USING THE INFORMATION =
A – Retype the passage on pathway interpretation steps, reproducing everything from "FIG. 9D shows" down to "with FIG. 19." without any change.
B – Extend the passage on pathway interpretation steps with new text that picks up right after its final sentence.
** EXTRACT TO READ follows **
FIG. 9B shows the steps relevant to the case in which the interpretation logic determines a location where a biochemical entity is located in. Steps 941, 942 and 943 correspond to steps 902, 904 and 906, respectively, and will not be described again. In step 944 the biochemical entity is identified as a product. In step 945 the interpretation logic creates a dummy connection to the pathway between the category associated to the biochemical entity and an unspecified interaction. An example will be shown in connection with FIG. 20. Then the process continues to step 814 shown in FIG. 8.

FIG. 9C shows the steps relevant to the case in which the interpretation logic determines a location which a biochemical entity is a part of. Steps 951, 952 and 954 correspond to steps 902, 904 and 906, respectively, and will not be described again, but step 954 is preceded by step 953 in which the interpretation logic creates an interaction for the function in question. In step 955 the biochemical entity is identified as a substrate. In step 956 the interpretation logic creates the relevant connection types to the present pathway between the category associated to the biochemical entity and the interaction created in step 953. From this point on, the process in FIG. 9C is similar to the one shown in FIG. 9A, steps 920-926, and the description will not be repeated.

FIG. 9D shows the steps executed in process interpretation. Most of the steps, up to and including step 989, have corresponding steps in FIGS. 9A to 9C, and a repeated description is omitted. In step 991 the interpretation logic identifies potential state data conditions for the initial and end states and any applicable boundary conditions. In step 992 the interpretation logic creates the relevant state data conditions related to the pathway. An example will be shown in connection with FIG. 19.
** End of EXTRACT TO READ **
** DATA EXTRACT follows **
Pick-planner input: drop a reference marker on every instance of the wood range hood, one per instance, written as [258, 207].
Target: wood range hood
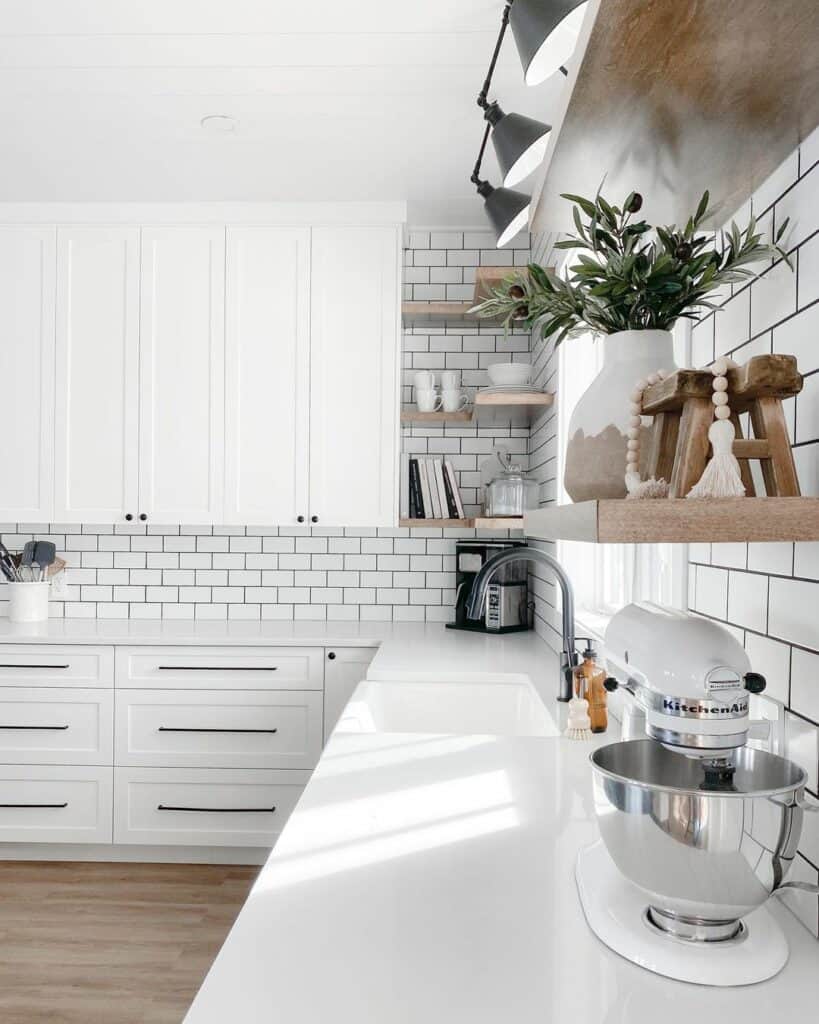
[671, 97]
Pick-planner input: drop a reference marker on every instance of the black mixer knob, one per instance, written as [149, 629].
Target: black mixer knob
[755, 683]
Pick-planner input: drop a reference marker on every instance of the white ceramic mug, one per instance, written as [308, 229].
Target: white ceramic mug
[424, 380]
[454, 400]
[28, 602]
[428, 400]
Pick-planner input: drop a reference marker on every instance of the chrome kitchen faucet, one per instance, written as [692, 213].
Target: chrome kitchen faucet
[568, 657]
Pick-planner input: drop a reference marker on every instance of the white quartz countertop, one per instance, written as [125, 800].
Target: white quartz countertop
[431, 879]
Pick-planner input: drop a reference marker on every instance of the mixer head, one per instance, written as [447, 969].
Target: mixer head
[691, 677]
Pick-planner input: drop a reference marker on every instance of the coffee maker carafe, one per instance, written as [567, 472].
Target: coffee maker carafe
[508, 594]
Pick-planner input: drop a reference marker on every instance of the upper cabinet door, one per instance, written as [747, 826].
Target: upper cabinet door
[27, 370]
[267, 370]
[97, 344]
[181, 354]
[354, 376]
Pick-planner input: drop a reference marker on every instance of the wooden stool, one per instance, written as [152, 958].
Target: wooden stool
[683, 412]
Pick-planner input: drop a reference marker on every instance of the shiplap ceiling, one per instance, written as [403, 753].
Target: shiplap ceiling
[101, 99]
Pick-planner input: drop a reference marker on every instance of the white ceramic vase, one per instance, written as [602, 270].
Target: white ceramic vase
[597, 438]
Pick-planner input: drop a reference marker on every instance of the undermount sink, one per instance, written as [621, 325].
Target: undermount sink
[496, 709]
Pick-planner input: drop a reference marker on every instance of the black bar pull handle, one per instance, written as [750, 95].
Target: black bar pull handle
[181, 728]
[38, 728]
[57, 807]
[218, 810]
[216, 668]
[4, 666]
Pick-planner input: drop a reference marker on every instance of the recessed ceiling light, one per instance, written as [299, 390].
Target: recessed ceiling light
[219, 124]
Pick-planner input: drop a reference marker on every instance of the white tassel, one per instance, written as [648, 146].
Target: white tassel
[721, 478]
[578, 725]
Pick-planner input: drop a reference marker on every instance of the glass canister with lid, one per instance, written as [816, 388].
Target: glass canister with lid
[511, 492]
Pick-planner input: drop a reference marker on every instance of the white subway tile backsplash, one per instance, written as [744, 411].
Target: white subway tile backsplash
[805, 683]
[792, 611]
[801, 204]
[806, 559]
[712, 591]
[798, 335]
[776, 558]
[808, 290]
[730, 555]
[733, 326]
[772, 658]
[787, 613]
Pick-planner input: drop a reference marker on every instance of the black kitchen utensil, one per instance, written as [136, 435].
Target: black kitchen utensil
[27, 561]
[44, 555]
[7, 565]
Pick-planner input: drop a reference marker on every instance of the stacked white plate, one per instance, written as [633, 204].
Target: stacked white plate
[512, 389]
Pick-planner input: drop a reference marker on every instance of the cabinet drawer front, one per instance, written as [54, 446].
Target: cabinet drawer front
[50, 665]
[55, 804]
[220, 668]
[200, 807]
[56, 726]
[218, 728]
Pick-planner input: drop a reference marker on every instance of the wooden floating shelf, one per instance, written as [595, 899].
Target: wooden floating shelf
[471, 522]
[439, 313]
[487, 408]
[415, 416]
[678, 520]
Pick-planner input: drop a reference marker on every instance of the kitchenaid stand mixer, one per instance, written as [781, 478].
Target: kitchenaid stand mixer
[697, 828]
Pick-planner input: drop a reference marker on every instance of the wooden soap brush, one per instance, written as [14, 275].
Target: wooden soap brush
[578, 725]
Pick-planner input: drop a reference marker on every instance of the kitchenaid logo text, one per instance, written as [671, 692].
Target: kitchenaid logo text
[676, 707]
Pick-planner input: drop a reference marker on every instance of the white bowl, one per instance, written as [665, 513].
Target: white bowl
[510, 374]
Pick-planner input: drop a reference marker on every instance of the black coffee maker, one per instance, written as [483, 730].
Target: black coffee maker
[507, 596]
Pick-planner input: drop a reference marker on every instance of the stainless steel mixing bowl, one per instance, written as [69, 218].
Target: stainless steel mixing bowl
[704, 857]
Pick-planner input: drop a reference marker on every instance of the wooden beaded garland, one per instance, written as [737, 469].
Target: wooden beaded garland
[722, 477]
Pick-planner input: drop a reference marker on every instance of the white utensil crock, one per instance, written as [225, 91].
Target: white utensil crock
[595, 465]
[28, 602]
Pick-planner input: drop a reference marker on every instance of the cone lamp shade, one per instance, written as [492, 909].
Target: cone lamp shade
[546, 34]
[507, 210]
[519, 143]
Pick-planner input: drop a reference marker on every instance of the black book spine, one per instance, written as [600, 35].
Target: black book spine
[415, 491]
[450, 505]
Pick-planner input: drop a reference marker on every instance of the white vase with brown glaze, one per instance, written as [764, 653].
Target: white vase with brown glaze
[595, 464]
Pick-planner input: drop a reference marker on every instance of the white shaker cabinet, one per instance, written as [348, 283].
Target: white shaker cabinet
[97, 345]
[354, 329]
[344, 669]
[267, 375]
[181, 375]
[27, 369]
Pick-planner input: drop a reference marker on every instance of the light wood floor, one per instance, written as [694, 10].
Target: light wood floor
[111, 943]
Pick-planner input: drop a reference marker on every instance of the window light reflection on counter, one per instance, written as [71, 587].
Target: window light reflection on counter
[350, 835]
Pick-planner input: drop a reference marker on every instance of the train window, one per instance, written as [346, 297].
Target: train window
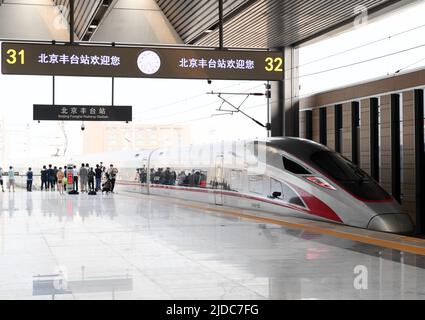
[349, 176]
[236, 180]
[287, 194]
[293, 167]
[255, 184]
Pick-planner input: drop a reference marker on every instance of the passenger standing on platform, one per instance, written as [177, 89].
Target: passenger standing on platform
[43, 178]
[98, 174]
[91, 175]
[55, 178]
[50, 178]
[113, 176]
[59, 178]
[1, 178]
[75, 178]
[29, 180]
[83, 178]
[11, 174]
[65, 173]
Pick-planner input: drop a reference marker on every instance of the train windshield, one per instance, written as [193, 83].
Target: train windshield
[348, 176]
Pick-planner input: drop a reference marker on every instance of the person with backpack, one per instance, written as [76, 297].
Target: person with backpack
[55, 177]
[112, 176]
[83, 173]
[91, 176]
[98, 176]
[1, 179]
[11, 174]
[50, 178]
[29, 180]
[75, 178]
[59, 178]
[43, 173]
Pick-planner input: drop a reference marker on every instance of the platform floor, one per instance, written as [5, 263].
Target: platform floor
[128, 246]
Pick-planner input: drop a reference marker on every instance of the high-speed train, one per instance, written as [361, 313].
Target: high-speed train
[284, 176]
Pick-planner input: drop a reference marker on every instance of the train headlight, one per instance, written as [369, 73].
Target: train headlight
[321, 182]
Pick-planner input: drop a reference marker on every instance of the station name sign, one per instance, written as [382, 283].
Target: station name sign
[81, 113]
[132, 62]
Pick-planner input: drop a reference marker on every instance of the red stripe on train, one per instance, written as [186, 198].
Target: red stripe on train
[316, 206]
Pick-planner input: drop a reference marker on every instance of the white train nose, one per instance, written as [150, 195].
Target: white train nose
[394, 223]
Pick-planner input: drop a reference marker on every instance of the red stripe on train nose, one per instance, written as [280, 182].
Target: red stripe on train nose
[316, 206]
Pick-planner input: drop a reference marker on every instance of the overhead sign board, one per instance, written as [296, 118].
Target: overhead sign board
[81, 113]
[102, 61]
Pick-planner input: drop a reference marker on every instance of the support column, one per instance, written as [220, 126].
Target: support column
[346, 147]
[374, 138]
[330, 114]
[419, 161]
[302, 124]
[364, 135]
[316, 125]
[284, 111]
[385, 150]
[338, 128]
[355, 132]
[395, 147]
[409, 188]
[323, 124]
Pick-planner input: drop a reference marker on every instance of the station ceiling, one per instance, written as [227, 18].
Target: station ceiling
[247, 23]
[265, 23]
** End of DATA EXTRACT **
RESPONSES FOR EACH TASK =
A –
FIG. 9D shows the steps executed in process interpretation. Most of the steps, up to and including step 989, have corresponding steps in FIGS. 9A to 9C, and a repeated description is omitted. In step 991 the interpretation logic identifies potential state data conditions for the initial and end states and any applicable boundary conditions. In step 992 the interpretation logic creates the relevant state data conditions related to the pathway. An example will be shown in connection with FIG. 19.

B –
FIGS. 10 to 13 illustrate the operation of various automation logics, namely annotation logic, instantiation logic, generalization logic and a consistency checker, when these logics are seen as “black boxes”. Flowcharts for implementing exemplary embodiments of these logics will be described later, in connection with FIGS. 14 to 17.

FIG. 10 illustrates the operation of an annotation logic 1000. The annotation logic automatically creates annotations that associate given biochemical entities to categories. The annotation logic 1000 has two inputs, namely a general pathway 1002 and a set 1004 of specific pathways. The general pathway 1002 indicates that any biochemical entity in category Cg[C] acts as a controller in an interaction I[x] which transforms molecule M[x4] to molecule M[x5]. The set 1004 of specific pathways indicates that molecules M[x2] and M[x3] are both capable of acting as controllers in interactions I[y], I[z] which transform molecule M[x4] to molecule M[x5]. In other words, the molecules M[x2] and M[x3] both fulfil the definition for the category Cg[C]. Based on this information, the annotation logic 1000 is capable of creating a set 1006 of annotations which annotate molecules M[x2] and M[x3] to category Cg[C].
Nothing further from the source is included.